▶ **EXERCISE DETAILS**
Images should be left out, and everything else in the listing reproduced exactly.

(Beginning of MATERIAL PROVIDED)

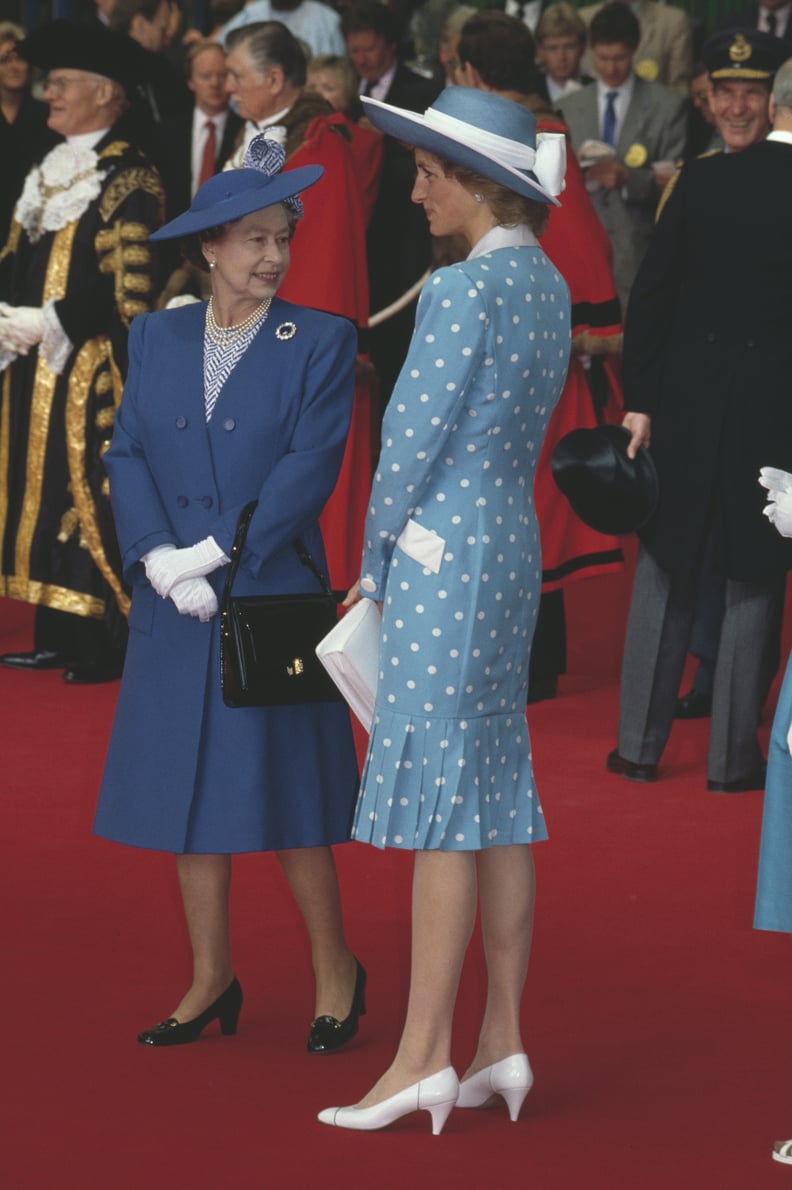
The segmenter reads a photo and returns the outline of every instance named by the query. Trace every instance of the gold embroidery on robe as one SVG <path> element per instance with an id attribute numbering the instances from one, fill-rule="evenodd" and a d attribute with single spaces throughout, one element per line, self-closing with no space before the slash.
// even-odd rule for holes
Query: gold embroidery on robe
<path id="1" fill-rule="evenodd" d="M 67 223 L 55 233 L 50 251 L 47 276 L 44 281 L 44 292 L 41 303 L 50 299 L 56 301 L 66 292 L 66 280 L 69 274 L 74 245 L 74 233 L 77 230 L 75 219 Z M 27 462 L 25 467 L 25 500 L 22 515 L 19 519 L 16 546 L 14 550 L 14 573 L 20 583 L 30 578 L 30 550 L 33 544 L 33 534 L 41 511 L 41 490 L 44 483 L 44 464 L 49 441 L 50 416 L 55 386 L 58 377 L 51 372 L 39 353 L 36 363 L 36 374 L 33 381 L 33 393 L 30 402 L 30 427 L 27 443 Z M 37 602 L 29 599 L 29 602 Z"/>
<path id="2" fill-rule="evenodd" d="M 121 580 L 110 565 L 102 544 L 96 504 L 85 471 L 86 460 L 86 417 L 91 398 L 97 393 L 96 377 L 107 375 L 111 379 L 113 408 L 121 401 L 122 383 L 113 361 L 110 342 L 105 336 L 89 339 L 80 348 L 69 376 L 69 390 L 66 396 L 66 453 L 69 460 L 74 504 L 80 517 L 80 529 L 95 565 L 107 581 L 116 602 L 124 615 L 129 612 L 129 597 Z M 107 388 L 105 389 L 107 392 Z M 107 407 L 106 407 L 107 408 Z M 102 444 L 106 449 L 109 441 Z M 102 450 L 104 454 L 104 449 Z"/>

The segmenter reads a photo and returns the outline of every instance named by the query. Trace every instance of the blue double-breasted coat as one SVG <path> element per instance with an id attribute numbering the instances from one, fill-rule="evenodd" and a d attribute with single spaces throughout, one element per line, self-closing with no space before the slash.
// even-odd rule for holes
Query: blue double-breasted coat
<path id="1" fill-rule="evenodd" d="M 293 547 L 324 566 L 317 518 L 344 451 L 356 335 L 275 298 L 207 423 L 203 303 L 132 324 L 128 381 L 105 462 L 124 572 L 129 646 L 95 831 L 174 852 L 315 846 L 348 837 L 357 785 L 340 703 L 230 709 L 219 616 L 179 615 L 146 579 L 154 546 L 212 535 L 226 554 L 258 508 L 234 593 L 317 589 Z M 220 595 L 224 569 L 210 582 Z"/>

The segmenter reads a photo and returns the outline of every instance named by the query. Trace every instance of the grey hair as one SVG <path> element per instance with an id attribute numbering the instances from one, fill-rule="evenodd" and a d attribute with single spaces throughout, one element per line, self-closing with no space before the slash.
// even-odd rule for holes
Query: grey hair
<path id="1" fill-rule="evenodd" d="M 305 53 L 297 38 L 280 21 L 258 21 L 232 29 L 226 38 L 226 50 L 230 53 L 242 45 L 247 46 L 258 74 L 279 66 L 287 83 L 293 87 L 305 86 Z"/>
<path id="2" fill-rule="evenodd" d="M 773 82 L 773 103 L 776 108 L 792 112 L 792 58 L 787 58 L 776 71 Z"/>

(End of MATERIAL PROVIDED)

▶ **EXERCISE SOLUTION**
The segmenter reads a photo and returns the outline of every instance named by the query. Trace every instance of the gold embroidery on robe as one SVG <path> element per instance with an id attribute numbering the instances from one, fill-rule="evenodd" and a d attribute with single spaces throughout, one element per line, self-closing with no space before the slash.
// even-odd rule for holes
Query: gold embroidery on robe
<path id="1" fill-rule="evenodd" d="M 67 223 L 55 233 L 50 251 L 47 276 L 44 281 L 44 292 L 41 303 L 50 299 L 56 301 L 66 292 L 66 280 L 69 274 L 74 245 L 74 233 L 77 230 L 75 219 Z M 27 462 L 25 467 L 25 500 L 22 515 L 19 519 L 16 546 L 14 550 L 14 573 L 20 583 L 30 578 L 30 550 L 33 544 L 33 534 L 41 511 L 41 490 L 44 483 L 44 464 L 49 441 L 50 416 L 55 386 L 58 377 L 51 372 L 39 353 L 36 363 L 36 374 L 33 381 L 33 393 L 30 402 L 30 427 L 27 443 Z M 37 602 L 29 599 L 29 602 Z"/>
<path id="2" fill-rule="evenodd" d="M 121 580 L 110 565 L 102 544 L 96 504 L 85 471 L 86 460 L 86 417 L 91 398 L 97 393 L 96 377 L 107 375 L 111 379 L 113 408 L 121 401 L 122 383 L 113 361 L 110 342 L 105 336 L 89 339 L 80 348 L 69 376 L 69 390 L 66 396 L 66 453 L 69 460 L 74 504 L 80 517 L 80 529 L 95 565 L 107 581 L 116 602 L 124 615 L 129 612 L 129 597 Z M 107 388 L 105 389 L 107 392 Z M 107 407 L 106 407 L 107 408 Z M 102 444 L 106 449 L 109 441 Z M 102 450 L 104 454 L 104 449 Z"/>

The segmenter reads a photo and returns the outline of every instance named by the query. Trace every instance of the blue double-breasted coat as one SVG <path> element per instance with an id attribute numbering the instances from one, fill-rule="evenodd" and a d attribute with single spaces throughout, one element per line, self-closing with no space before the slash.
// even-odd rule for holes
Query: blue double-breasted coat
<path id="1" fill-rule="evenodd" d="M 293 547 L 324 566 L 317 518 L 344 451 L 356 335 L 275 298 L 207 423 L 203 303 L 132 324 L 128 381 L 105 462 L 124 572 L 129 646 L 95 831 L 174 852 L 315 846 L 348 837 L 357 785 L 340 703 L 230 709 L 219 616 L 179 615 L 146 579 L 154 546 L 212 535 L 226 554 L 258 508 L 234 593 L 317 589 Z M 220 595 L 224 569 L 210 582 Z"/>

The segmenter reads a photo and returns the outline of every instance named by the query. Trace every instance of the grey hair as one SVG <path> element per instance with an id attribute numbering the instances from one, fill-rule="evenodd" and a d attribute with single spaces throughout, one element per line, self-closing with no space before the slash.
// even-odd rule for holes
Query: grey hair
<path id="1" fill-rule="evenodd" d="M 305 53 L 297 38 L 280 21 L 258 21 L 232 29 L 226 38 L 226 50 L 230 53 L 242 45 L 247 46 L 258 74 L 279 66 L 287 83 L 293 87 L 305 86 Z"/>
<path id="2" fill-rule="evenodd" d="M 773 82 L 773 103 L 776 108 L 792 112 L 792 58 L 787 58 L 776 71 Z"/>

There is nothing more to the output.